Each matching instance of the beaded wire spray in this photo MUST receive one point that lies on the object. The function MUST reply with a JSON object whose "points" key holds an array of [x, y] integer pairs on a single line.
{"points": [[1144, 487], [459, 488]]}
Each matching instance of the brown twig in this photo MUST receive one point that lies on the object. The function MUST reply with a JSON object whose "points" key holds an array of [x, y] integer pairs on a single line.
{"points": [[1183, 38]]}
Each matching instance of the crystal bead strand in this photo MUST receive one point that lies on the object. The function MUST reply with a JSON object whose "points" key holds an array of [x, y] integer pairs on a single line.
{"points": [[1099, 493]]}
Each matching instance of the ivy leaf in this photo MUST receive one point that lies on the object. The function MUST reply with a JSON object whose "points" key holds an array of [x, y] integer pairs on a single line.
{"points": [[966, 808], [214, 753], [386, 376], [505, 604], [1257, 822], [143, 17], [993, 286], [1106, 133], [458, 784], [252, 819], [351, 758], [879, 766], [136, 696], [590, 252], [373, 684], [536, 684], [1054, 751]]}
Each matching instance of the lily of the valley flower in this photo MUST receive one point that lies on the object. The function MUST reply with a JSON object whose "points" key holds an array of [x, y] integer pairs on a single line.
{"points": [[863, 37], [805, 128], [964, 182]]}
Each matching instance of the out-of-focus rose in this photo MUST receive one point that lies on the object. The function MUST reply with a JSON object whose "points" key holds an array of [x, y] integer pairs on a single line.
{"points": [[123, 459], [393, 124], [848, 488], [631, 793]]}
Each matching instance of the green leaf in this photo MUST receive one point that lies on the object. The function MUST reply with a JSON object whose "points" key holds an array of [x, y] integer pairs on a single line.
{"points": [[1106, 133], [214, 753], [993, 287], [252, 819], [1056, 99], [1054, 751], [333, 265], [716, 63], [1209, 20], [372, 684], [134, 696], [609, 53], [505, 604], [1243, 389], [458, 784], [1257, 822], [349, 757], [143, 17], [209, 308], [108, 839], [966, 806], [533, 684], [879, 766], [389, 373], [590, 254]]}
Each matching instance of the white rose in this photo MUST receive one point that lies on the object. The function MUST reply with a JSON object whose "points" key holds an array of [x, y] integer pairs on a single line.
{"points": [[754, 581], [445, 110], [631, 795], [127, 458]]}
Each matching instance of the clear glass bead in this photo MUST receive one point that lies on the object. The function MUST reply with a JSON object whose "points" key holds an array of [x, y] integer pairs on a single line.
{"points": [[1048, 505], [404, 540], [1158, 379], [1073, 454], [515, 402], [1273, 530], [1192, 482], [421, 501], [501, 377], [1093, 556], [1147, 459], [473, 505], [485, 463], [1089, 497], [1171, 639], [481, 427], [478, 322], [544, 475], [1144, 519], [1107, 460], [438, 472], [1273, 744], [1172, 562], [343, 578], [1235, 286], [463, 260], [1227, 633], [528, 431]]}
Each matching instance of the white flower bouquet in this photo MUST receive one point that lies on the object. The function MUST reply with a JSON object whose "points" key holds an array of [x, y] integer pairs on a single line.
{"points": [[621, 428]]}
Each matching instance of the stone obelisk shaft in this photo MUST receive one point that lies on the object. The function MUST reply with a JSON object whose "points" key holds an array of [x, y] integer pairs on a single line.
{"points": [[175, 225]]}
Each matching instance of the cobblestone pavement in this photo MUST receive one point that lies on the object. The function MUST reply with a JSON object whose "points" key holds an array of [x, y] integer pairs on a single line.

==*==

TASK OBJECTIVE:
Transfer every line of the material, requests included, starting with the line containing "Each matching instance of the stone" and going on through the end of the material. Add 111 to each x and y point coordinate in the answers.

SOLVED PROBLEM:
Each matching instance of the stone obelisk shaft in this photo MUST receive one point that lies on the object. The function MUST reply with a JSON object whose "points" key holds an array of [x, y] integer pairs on a single line.
{"points": [[286, 336]]}
Each matching instance of the cobblestone pavement in this photo MUST receive one point that lies on the object. The function MUST reply with a JSON object whose "points" key holds an array of [x, y] integer pairs on a single line.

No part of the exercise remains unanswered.